### Provided records:
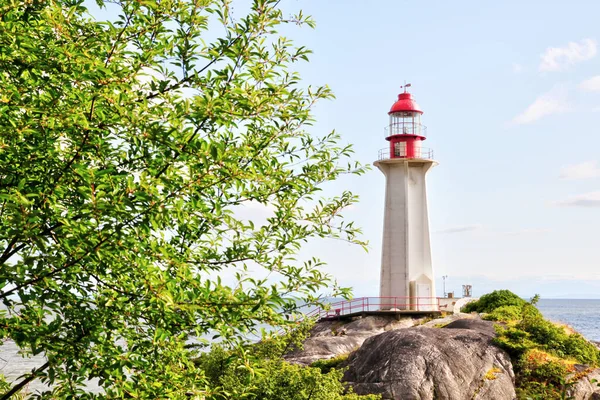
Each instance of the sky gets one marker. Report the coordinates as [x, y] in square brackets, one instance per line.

* * *

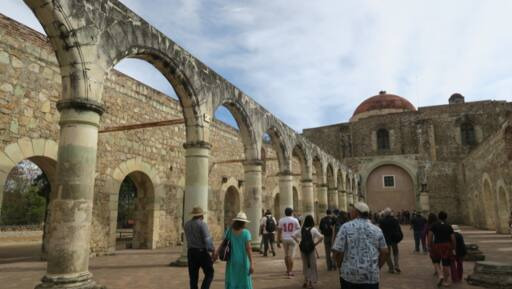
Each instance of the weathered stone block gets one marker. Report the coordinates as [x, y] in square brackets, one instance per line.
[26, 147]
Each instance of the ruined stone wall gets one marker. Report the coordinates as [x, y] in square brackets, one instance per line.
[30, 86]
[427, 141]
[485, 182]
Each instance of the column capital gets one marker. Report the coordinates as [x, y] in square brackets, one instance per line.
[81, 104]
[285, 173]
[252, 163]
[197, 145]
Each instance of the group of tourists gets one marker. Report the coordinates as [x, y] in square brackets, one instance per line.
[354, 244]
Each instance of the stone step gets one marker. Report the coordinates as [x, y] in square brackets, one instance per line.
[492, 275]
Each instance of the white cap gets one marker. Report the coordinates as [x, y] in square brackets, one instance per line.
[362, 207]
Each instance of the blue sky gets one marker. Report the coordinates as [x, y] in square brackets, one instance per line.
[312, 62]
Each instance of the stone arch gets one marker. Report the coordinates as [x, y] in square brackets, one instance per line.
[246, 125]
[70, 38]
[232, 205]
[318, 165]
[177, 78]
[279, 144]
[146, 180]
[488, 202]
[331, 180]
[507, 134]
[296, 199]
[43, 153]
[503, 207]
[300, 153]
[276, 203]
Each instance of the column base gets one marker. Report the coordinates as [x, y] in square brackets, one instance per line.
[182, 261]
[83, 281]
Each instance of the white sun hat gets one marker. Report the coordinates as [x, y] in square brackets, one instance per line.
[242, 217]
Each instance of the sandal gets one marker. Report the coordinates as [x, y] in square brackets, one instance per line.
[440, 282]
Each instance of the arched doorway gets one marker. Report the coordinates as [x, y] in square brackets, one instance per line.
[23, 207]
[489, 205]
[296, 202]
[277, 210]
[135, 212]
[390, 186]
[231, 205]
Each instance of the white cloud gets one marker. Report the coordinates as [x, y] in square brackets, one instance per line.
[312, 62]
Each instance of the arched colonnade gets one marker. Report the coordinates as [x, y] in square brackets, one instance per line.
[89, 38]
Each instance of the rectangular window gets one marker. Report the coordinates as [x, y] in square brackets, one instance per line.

* * *

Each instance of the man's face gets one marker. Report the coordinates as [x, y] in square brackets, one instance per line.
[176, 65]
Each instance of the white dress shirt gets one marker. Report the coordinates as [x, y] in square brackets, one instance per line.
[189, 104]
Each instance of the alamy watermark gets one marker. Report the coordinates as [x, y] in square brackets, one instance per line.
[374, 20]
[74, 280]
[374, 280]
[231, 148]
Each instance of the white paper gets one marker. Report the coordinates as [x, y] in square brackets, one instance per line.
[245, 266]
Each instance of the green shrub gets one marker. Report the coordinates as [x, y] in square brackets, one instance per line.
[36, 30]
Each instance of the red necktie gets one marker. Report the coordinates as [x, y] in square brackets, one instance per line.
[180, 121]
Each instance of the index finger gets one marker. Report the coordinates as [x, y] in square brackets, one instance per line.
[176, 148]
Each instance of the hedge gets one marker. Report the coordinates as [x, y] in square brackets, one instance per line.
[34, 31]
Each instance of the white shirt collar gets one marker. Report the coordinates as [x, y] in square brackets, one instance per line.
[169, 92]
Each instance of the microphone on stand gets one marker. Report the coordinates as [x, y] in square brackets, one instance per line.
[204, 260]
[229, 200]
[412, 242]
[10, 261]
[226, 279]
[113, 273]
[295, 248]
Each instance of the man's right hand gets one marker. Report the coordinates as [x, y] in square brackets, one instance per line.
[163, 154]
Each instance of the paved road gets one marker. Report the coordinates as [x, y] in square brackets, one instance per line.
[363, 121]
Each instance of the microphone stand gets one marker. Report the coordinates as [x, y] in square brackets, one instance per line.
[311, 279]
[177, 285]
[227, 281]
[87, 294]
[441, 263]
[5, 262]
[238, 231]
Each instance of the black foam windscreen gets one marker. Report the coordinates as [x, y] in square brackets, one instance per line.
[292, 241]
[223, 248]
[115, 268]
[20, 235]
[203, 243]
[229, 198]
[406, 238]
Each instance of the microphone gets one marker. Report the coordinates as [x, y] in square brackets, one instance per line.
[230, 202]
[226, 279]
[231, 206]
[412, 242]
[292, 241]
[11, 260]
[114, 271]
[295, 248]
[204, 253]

### Problem:
Taking the line with "Each instance of the stone arch" as the first and the line with "Each instance of the rectangular" as the last, retype that stretch of the data above exactly, with no other lines.

### Answer for this exercise:
Each instance of the stone arch gets one marker. Report the coordinates as [x, y] in square brackets, one instance per line.
[246, 125]
[70, 38]
[232, 205]
[318, 165]
[177, 78]
[279, 144]
[146, 180]
[488, 202]
[331, 180]
[507, 134]
[296, 199]
[43, 153]
[503, 207]
[300, 153]
[276, 203]
Each instance of the column base gets one marker. Report the coordinates as [x, y] in square brackets, one instance per line.
[182, 261]
[83, 281]
Each instance of the white sun hat gets one marker. Report the coordinates as [x, y] in square brackets, one instance per line.
[242, 217]
Each instance of the sandal gets one marker. Report the coordinates as [x, y] in square brackets, one instance per line.
[440, 282]
Each instance of the arched doorway gets one marker. Report the coordinates as [x, y] in square brackets, one instance per line.
[23, 207]
[489, 205]
[296, 202]
[277, 210]
[135, 212]
[390, 186]
[231, 205]
Each instance of the white cloud gets one marker. Report the coordinates as [x, y] in square brackets, one instance per line.
[312, 62]
Each instance of the arched colonnade gets one marker. Report the coordinates as [x, y] in square brackets, one instance per line.
[89, 38]
Each instance of the rectangular window gets one marker. Report the coordinates as [x, y] in square brackets, one instance per line.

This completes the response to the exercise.